◆ DESCRIPTION OF THE TASK
Copy the rows below verbatim, from the very first line up to and including the line containing "POLYGON ((15 55, 20".

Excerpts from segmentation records
** BEGIN **

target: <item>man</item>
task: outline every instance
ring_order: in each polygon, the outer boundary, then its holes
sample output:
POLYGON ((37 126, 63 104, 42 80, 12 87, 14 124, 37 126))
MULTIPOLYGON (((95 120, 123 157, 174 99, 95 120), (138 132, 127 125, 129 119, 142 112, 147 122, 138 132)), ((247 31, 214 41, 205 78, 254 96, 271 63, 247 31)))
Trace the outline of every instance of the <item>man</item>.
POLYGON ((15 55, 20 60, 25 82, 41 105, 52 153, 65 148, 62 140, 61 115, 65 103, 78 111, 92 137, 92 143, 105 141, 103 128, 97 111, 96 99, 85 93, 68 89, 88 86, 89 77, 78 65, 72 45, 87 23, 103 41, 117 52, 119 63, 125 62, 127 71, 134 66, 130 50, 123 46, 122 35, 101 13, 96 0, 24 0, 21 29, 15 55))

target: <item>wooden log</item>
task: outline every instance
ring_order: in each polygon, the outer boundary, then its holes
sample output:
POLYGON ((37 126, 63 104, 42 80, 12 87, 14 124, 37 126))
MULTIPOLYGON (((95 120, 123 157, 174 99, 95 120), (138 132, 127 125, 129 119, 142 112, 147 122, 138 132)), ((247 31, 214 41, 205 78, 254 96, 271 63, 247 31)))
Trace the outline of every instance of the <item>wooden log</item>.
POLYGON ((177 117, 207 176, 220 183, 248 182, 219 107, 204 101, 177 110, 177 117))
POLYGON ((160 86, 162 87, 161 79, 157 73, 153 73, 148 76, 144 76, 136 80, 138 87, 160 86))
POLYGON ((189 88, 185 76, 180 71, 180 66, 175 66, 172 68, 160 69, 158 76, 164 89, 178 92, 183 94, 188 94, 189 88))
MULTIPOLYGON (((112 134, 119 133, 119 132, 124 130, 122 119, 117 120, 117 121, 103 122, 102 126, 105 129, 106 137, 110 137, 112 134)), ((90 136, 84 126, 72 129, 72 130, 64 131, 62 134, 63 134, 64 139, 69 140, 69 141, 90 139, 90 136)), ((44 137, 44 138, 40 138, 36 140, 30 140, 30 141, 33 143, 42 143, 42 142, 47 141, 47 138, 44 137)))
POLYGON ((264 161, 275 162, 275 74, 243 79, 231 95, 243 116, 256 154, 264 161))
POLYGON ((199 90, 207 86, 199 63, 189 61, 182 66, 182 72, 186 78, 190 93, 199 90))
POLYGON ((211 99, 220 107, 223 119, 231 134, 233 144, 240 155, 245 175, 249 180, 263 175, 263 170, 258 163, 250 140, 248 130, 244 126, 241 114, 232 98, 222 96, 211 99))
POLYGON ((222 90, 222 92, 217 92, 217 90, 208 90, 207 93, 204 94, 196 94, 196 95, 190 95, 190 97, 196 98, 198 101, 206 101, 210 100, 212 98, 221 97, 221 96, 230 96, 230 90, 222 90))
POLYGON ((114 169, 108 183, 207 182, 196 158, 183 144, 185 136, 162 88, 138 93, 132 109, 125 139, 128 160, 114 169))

** END **

◆ ANSWER BELOW
target: <item>man</item>
task: outline every instance
ring_order: in each polygon, the outer boundary, then its holes
sample output:
POLYGON ((37 126, 63 104, 42 80, 12 87, 14 124, 37 126))
MULTIPOLYGON (((95 120, 123 157, 174 99, 95 120), (138 132, 127 125, 129 119, 142 112, 147 122, 138 132)), ((247 31, 214 41, 205 78, 254 96, 271 63, 247 31)))
Trace the outline of every instance of the <item>man</item>.
POLYGON ((15 55, 20 60, 25 82, 41 105, 52 153, 65 148, 62 140, 61 115, 65 103, 78 111, 92 137, 92 143, 105 141, 103 128, 97 111, 96 99, 85 93, 68 89, 88 86, 89 77, 78 65, 72 45, 87 23, 103 41, 117 52, 119 63, 125 62, 127 71, 134 66, 130 50, 123 46, 122 35, 101 13, 96 0, 24 0, 21 29, 15 55))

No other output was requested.